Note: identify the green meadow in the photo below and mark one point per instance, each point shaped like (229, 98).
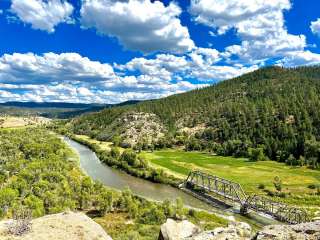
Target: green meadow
(295, 180)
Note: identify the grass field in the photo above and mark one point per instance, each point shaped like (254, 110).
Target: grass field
(249, 174)
(106, 146)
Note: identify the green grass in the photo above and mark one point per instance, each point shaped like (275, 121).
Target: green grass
(249, 174)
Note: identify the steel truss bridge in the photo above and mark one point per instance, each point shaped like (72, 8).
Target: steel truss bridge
(205, 185)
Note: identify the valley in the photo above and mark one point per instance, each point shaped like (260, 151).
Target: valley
(126, 162)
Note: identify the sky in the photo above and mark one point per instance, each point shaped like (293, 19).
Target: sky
(110, 51)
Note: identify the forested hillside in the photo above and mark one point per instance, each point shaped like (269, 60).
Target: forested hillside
(270, 113)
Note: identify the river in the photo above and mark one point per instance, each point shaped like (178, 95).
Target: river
(117, 179)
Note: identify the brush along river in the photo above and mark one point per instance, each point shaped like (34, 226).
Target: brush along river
(117, 179)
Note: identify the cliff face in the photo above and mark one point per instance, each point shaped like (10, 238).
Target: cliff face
(62, 226)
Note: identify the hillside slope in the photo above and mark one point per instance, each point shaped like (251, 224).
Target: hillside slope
(275, 109)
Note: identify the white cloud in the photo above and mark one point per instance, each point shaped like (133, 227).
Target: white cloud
(138, 24)
(224, 15)
(258, 23)
(300, 58)
(51, 67)
(70, 77)
(43, 15)
(315, 27)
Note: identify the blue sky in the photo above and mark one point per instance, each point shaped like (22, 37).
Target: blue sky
(112, 51)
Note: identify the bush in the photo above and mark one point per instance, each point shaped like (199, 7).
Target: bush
(312, 186)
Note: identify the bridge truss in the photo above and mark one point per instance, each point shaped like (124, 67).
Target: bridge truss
(203, 183)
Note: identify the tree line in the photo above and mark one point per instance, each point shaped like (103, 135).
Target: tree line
(272, 113)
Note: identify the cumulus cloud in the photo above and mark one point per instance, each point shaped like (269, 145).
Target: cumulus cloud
(315, 27)
(43, 15)
(300, 58)
(51, 67)
(200, 64)
(258, 23)
(138, 24)
(72, 78)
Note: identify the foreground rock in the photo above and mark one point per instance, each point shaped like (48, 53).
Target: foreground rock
(172, 230)
(303, 231)
(239, 231)
(187, 231)
(62, 226)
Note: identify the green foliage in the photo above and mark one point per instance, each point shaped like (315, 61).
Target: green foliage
(277, 183)
(130, 162)
(39, 172)
(274, 107)
(256, 154)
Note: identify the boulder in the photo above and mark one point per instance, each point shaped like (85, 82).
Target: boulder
(187, 231)
(173, 230)
(62, 226)
(234, 231)
(303, 231)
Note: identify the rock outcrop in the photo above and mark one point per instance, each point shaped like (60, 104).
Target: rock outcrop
(62, 226)
(172, 230)
(239, 231)
(303, 231)
(187, 231)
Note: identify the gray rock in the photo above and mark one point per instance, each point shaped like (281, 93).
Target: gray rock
(172, 230)
(303, 231)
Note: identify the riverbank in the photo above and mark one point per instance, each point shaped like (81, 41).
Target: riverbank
(177, 164)
(154, 191)
(128, 161)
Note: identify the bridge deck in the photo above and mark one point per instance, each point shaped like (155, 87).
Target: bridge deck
(233, 191)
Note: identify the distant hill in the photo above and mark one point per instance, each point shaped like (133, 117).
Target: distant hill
(54, 109)
(275, 109)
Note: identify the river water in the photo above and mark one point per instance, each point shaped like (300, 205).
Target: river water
(116, 179)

» WHAT TO PRODUCE: The records above are to be restated exactly, without their pictures.

» WRITTEN REPLY:
Note: identify the green meadow in the photo below and mark one point per instance, each point shaped like (229, 98).
Target: green meadow
(295, 180)
Note: identify the grass field in the photo above and mark one point per instance, each point shaped like (254, 110).
Target: grass field
(249, 174)
(106, 146)
Note: identify the green grass in the photo above and mark one point per instance, each point shaped like (275, 121).
Target: green grass
(249, 174)
Note: identify the steel truss bridge in the photo above and mark one point per instance, each point shaped like (72, 8).
Target: steel truss bridge
(205, 185)
Note: identify the valley in the photo above and mark one point per instance, each point shaped like (260, 151).
Target: valley
(126, 162)
Note: identify the sky in the photo above and mark one point per instance, each point shaped like (293, 19).
Target: sky
(110, 51)
Note: identify the forested hillside in the photo above and mark one point per instance, each point shaped like (269, 60).
Target: forested hillside
(270, 113)
Note: identify the river in the photo above and mark one point per instance, each point shaped like (178, 95).
Target: river
(117, 179)
Note: identify the brush along river in the photo above and mark one point per instance, each point shaped like (34, 226).
Target: brush along river
(117, 179)
Note: identify the cliff face in the photo above and mark one point per instance, each point shaped like (10, 238).
Target: cliff face
(62, 226)
Note: identify the hillside slope in the photo above and mark one point per instance, each point shaped like (251, 224).
Target: hillside slope
(275, 109)
Note: identify the white cloud in the photo above and mark one point per instance, each point shaped like (133, 227).
Target: white cloud
(138, 24)
(224, 15)
(258, 23)
(300, 58)
(51, 67)
(70, 77)
(43, 15)
(315, 27)
Note: identify the blue sky in the photo above and mark one point per instance, each point shaped like (22, 37).
Target: blue sky
(112, 51)
Note: identify the bush in the photo above and mark one point per instance, each point shaped like (199, 7).
Target: bush
(312, 186)
Note: identify the bridge truss in the photo above and mark one point per instance, each point shaped like (124, 67).
Target: bridge truss
(203, 183)
Note: identify the tree line in the photo above and mark one point per instance, each point shaped like (103, 135).
Target: tree line
(272, 113)
Note: identify the cumulus cloud in the photo above and mark one point per instance, each point shaped like (269, 145).
Target: cumulus cloud
(315, 27)
(43, 15)
(300, 58)
(51, 67)
(200, 64)
(258, 23)
(138, 24)
(72, 78)
Note: identify the foreground rock in the photo above and mark one point per instance, each point shaped like (48, 53).
Target: foreground rock
(172, 230)
(303, 231)
(239, 231)
(187, 231)
(62, 226)
Note: identify the green foliage in the photo above and mark one point per instance, each point shaped like (315, 61).
Target: green foliage
(277, 183)
(130, 162)
(39, 172)
(274, 107)
(256, 154)
Note: identify the boulder in the photo above and mark one point per instance, each point shaped like (85, 82).
Target: boulder
(187, 231)
(173, 230)
(62, 226)
(234, 231)
(303, 231)
Note: identify the rock outcrop in the photo above and mark one point per instance, each point shaped like (60, 104).
Target: rock outcrop
(62, 226)
(172, 230)
(239, 231)
(303, 231)
(187, 231)
Note: identify the gray rock in the photo above and mark one point per instance, each point shaped like (281, 93).
Target: gray rock
(172, 230)
(303, 231)
Note: identify the riverbank in the photo above and mark one point per instance, each point shaped like (81, 41).
Target: riverbank
(177, 164)
(154, 191)
(128, 161)
Note: identify the bridge deck in the photo above and mark one point per instance, each point shaped like (155, 87).
Target: bridge deck
(233, 191)
Note: identify the distant hill in the photo above and mark one point per instance, each point shaped like (133, 117).
Target: distant hill
(54, 109)
(275, 109)
Note: identify the river water in the photo above and mark one point per instance, each point shaped like (300, 205).
Target: river water
(116, 179)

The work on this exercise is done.